THE PROBLEM -
Pictures stay out of the copy; set down each line of the listing below exactly.

[Items from a data source]
──────
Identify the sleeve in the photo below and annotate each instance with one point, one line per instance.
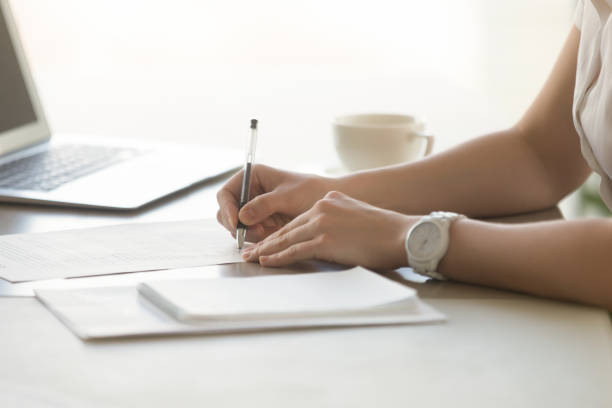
(578, 14)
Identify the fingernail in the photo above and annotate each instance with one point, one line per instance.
(246, 215)
(229, 218)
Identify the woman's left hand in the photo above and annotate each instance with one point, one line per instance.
(338, 229)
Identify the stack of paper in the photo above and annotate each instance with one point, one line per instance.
(115, 249)
(355, 297)
(349, 293)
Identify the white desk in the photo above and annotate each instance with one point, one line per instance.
(497, 349)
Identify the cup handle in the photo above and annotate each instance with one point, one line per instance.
(429, 140)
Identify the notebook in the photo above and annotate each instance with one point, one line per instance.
(353, 292)
(121, 311)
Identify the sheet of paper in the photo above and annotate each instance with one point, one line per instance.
(114, 312)
(273, 296)
(115, 249)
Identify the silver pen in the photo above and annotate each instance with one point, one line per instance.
(246, 182)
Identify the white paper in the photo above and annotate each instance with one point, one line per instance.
(274, 296)
(112, 312)
(115, 249)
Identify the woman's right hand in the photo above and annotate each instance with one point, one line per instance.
(276, 197)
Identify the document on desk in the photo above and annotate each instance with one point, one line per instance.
(115, 249)
(348, 298)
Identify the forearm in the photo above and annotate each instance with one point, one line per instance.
(493, 175)
(568, 260)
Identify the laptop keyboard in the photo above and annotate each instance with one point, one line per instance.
(59, 165)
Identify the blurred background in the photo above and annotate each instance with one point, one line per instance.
(197, 71)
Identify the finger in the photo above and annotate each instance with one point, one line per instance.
(296, 222)
(298, 252)
(268, 247)
(255, 233)
(228, 207)
(262, 207)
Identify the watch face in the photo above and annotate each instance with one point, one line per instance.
(424, 240)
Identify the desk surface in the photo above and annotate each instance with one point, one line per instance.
(497, 349)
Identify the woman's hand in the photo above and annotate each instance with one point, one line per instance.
(339, 229)
(277, 197)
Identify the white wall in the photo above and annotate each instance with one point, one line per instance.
(198, 70)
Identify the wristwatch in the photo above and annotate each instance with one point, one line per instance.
(427, 242)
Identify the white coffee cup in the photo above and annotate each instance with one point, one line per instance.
(376, 140)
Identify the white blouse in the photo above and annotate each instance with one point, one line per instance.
(592, 109)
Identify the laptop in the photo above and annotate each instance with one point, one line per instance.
(96, 174)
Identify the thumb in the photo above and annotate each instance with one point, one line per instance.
(261, 207)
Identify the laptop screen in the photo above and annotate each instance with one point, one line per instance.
(15, 105)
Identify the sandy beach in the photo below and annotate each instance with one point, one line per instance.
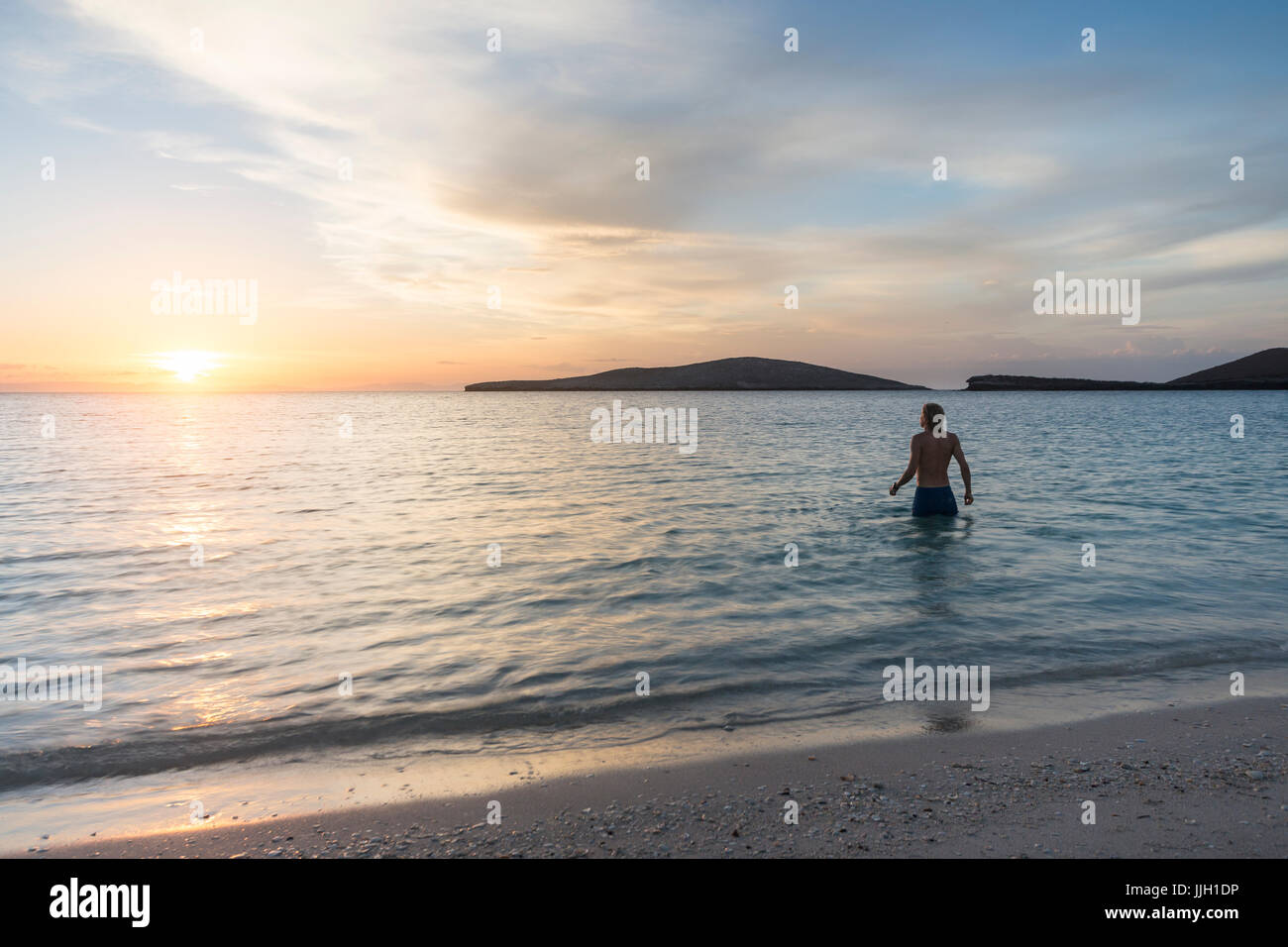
(1206, 781)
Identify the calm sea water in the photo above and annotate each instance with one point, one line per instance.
(368, 556)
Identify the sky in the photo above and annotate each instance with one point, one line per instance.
(413, 210)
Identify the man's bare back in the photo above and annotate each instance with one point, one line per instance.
(928, 455)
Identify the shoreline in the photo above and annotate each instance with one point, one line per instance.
(1197, 781)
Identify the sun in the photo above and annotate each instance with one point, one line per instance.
(187, 365)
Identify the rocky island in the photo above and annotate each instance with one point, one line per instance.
(1265, 368)
(720, 375)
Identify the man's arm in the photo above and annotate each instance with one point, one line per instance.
(964, 467)
(913, 451)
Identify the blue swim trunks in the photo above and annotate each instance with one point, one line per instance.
(930, 500)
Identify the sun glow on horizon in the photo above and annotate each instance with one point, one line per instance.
(187, 365)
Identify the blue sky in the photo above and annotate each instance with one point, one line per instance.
(515, 169)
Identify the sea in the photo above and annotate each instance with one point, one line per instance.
(297, 602)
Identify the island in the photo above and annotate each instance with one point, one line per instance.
(720, 375)
(1265, 368)
(1261, 369)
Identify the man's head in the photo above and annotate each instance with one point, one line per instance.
(928, 412)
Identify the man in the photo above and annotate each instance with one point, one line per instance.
(928, 464)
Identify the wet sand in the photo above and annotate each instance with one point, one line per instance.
(1207, 781)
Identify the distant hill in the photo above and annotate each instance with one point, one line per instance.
(1028, 382)
(720, 375)
(1266, 368)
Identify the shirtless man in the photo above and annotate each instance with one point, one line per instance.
(928, 464)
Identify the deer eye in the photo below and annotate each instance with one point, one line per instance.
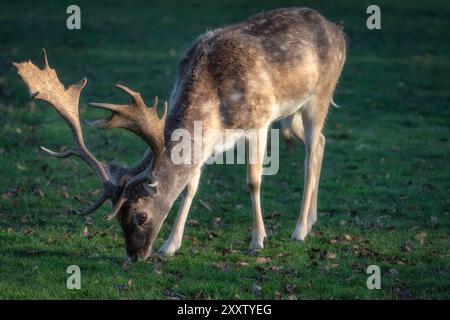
(141, 218)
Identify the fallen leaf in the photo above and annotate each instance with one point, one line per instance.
(329, 255)
(85, 233)
(421, 237)
(212, 235)
(172, 295)
(219, 265)
(38, 193)
(158, 268)
(290, 288)
(262, 260)
(434, 221)
(193, 223)
(405, 248)
(393, 271)
(256, 290)
(241, 264)
(205, 205)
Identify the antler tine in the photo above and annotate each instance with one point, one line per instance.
(136, 96)
(144, 176)
(142, 121)
(44, 54)
(43, 84)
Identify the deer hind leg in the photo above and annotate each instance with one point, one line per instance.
(292, 126)
(313, 116)
(173, 243)
(256, 147)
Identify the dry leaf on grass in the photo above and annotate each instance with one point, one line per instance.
(219, 265)
(256, 290)
(262, 260)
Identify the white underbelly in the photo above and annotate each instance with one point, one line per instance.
(283, 110)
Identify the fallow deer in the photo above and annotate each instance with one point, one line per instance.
(279, 65)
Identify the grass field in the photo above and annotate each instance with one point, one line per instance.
(384, 195)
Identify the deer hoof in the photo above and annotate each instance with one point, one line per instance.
(168, 249)
(257, 243)
(299, 234)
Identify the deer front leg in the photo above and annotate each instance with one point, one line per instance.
(256, 146)
(173, 243)
(312, 215)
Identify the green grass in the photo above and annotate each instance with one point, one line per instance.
(385, 174)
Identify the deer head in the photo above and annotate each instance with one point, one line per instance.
(130, 190)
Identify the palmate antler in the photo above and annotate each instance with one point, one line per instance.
(118, 183)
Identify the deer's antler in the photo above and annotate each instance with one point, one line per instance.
(43, 84)
(145, 123)
(136, 117)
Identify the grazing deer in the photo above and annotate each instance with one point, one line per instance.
(279, 65)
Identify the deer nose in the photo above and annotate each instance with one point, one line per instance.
(141, 218)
──────
EXERCISE RESPONSE -
Identify the sleeve in the photo below and annotate each instance with one point, one line per instance.
(578, 14)
Identify the fingernail in the photo above and annotate each instance with one point, one line per instance.
(246, 215)
(229, 218)
Identify the woman's left hand in the photo above and annotate each instance with one point, one line per instance.
(338, 229)
Identify the stack of paper in the photo above and annotate each instance with one point, one line per instance.
(115, 249)
(355, 297)
(349, 293)
Identify the white desk in the photo above and annotate each instance with one point, one line per instance.
(497, 349)
Identify the cup handle in the photo above and annotate each instance with one point, one line per instance.
(429, 140)
Identify the notebook in the photo above and annotate each instance with one point, one line per instance.
(353, 292)
(121, 311)
Identify the sheet of paper in the photo above and annotate each instance with one point, one line per instance.
(114, 312)
(273, 296)
(115, 249)
Identify the silver pen in the photo above and annotate each instance with one point, one line per instance.
(246, 182)
Identify the white paper in the photo above and annotate each instance with one point, one line per instance.
(274, 296)
(112, 312)
(115, 249)
Identify the woman's right hand in the photo above and annotate each instance with one point, one line per instance.
(276, 197)
Identify the document on desk in the photo above and annotate each instance with one point, one line per instance.
(115, 249)
(348, 298)
Identify the forearm in the photo above and annotate each instance with one point, one line per instance.
(493, 175)
(568, 260)
Identify the laptop keyboard in the photo above and annotate each instance with one point, one line per instance.
(59, 165)
Identify the blurred background in the photo above and annotate each instance with one point, one line per instance.
(197, 71)
Identify the finger in the photo above and annotate each instance with one point, one line per instance.
(296, 222)
(298, 252)
(268, 247)
(255, 233)
(228, 207)
(262, 207)
Identify the watch face in the photo above and annotate each instance with one point, one line per instance.
(424, 240)
Identify the desk surface in the photo above and annotate each instance with one point, one line per instance.
(497, 349)
Identify the woman's hand in the photo above and annotate each instance with one point, one line per instance.
(339, 229)
(277, 197)
Identify the white wall in the photo above and annotate each instance with one point, one line per instance.
(198, 70)
Identify the wristwatch in the photo above and annotate each instance with one point, one line per instance.
(427, 242)
Identify the white coffee cup in the photo above and annotate each instance with one point, one line per instance.
(376, 140)
Identify the white blouse in the photo above and annotate each instance with one point, one line per instance.
(592, 109)
Identify the laptop in the photo above and annotate each instance with one point, one line per instance.
(96, 174)
Identify the thumb in the photo above and annotate each instance with one point, one line per instance.
(261, 207)
Identify the laptop screen in the photo above and annotate each instance with one point, one line per instance.
(15, 105)
Identify the sandy beach in the photo below and annotate each instance with one point, one line per instance.
(1206, 781)
Identify the calm sea water in the photo above and annotate each instance with one point, one line per instance.
(368, 556)
Identify the sky in the photo above and annotate each instance with one point, one line per instance.
(413, 210)
Identify the man's bare back in the photo above and annotate each instance with one point, one line per instance.
(928, 455)
Identify the shoreline in the photo above and annotate each instance with one point, one line per instance.
(1197, 781)
Identify the sun in the photo above and annotate each instance with one point, one line per instance.
(187, 365)
Identify the rocky island in the photo above and annotate each instance with one point, one line per instance.
(1265, 368)
(720, 375)
Identify the man's arm in the photo above and annotate each instance with one point, one line per instance.
(964, 467)
(913, 451)
Identify the blue swim trunks in the photo above and annotate each instance with one point, one line per instance.
(930, 500)
Identify the sun glow on horizon in the photo above and annotate each instance with one point, one line per instance.
(187, 365)
Identify the blue sky in the photo above and annotate each instance with one point, one line per instance.
(515, 169)
Identify the sea in the photo above and annotate each instance with one point, one line per instance.
(297, 602)
Identify the island in the photo above and annotate each instance with one point, one line per instance.
(720, 375)
(1265, 368)
(1261, 369)
Identify the man's head in the photo above and annotate each instance with one point, one line per instance.
(928, 412)
Identify the man in the photo above and annotate each instance with one point, one line per instance.
(928, 464)
Identify the wet sand in the photo above and annotate each instance with one point, one line per instance.
(1207, 781)
Identify the distant hill in the photo above and annotate each instance with one point, one line per instance.
(1028, 382)
(720, 375)
(1266, 368)
Identify the shirtless man in the photo above and annotate each instance with one point, one line per instance.
(928, 464)
Identify the deer eye in the photo below and annotate each instance with one point, one line per instance.
(141, 218)
Identify the fallen leaf in the photo above and annotate each instance with one point, one line per instance.
(329, 255)
(85, 233)
(421, 237)
(212, 235)
(172, 295)
(219, 265)
(38, 193)
(158, 268)
(290, 288)
(262, 260)
(434, 221)
(193, 223)
(405, 248)
(393, 271)
(256, 290)
(241, 264)
(205, 205)
Identify the antler tine in the photo above and annotate each instance with one point, one line per instance.
(136, 96)
(144, 176)
(142, 121)
(44, 54)
(43, 84)
Identify the deer hind leg in the photo above and annotate each instance with one point, one line per instance.
(292, 126)
(313, 116)
(173, 243)
(256, 147)
Identify the dry leaf on grass in the photo above and annotate each instance with one point, one line per instance.
(219, 265)
(256, 290)
(262, 260)
Identify the white underbelly in the photo above and annotate each instance with one point, one line per instance.
(283, 110)
Identify the fallow deer in the photo above and annotate each instance with one point, one line per instance.
(279, 65)
Identify the grass field in the photo above and annotate each instance with one point, one line per instance.
(384, 195)
Identify the deer hoof in the photo above and annotate each instance with one point, one line per instance.
(168, 249)
(257, 243)
(299, 234)
Identify the deer front leg in the photo above and annotate each instance with one point, one line per instance.
(256, 146)
(173, 243)
(312, 215)
Identify the green grass in the photo above and annotate each instance with one point, one line per instance.
(385, 174)
Identify the deer head in the photo above and annotate each instance with one point, one line per instance.
(130, 190)
Identify the palmate antler in the photo above and annotate each instance with one point, one line per instance.
(118, 183)
Identify the deer's antler in the photo above and annotate each instance with one point, one line per instance.
(43, 84)
(145, 123)
(136, 117)
Identify the grazing deer in the photo above and annotate each instance with one point, one line per instance.
(279, 65)
Identify the deer nose in the photo above and annotate each instance with one point, one line per instance.
(141, 218)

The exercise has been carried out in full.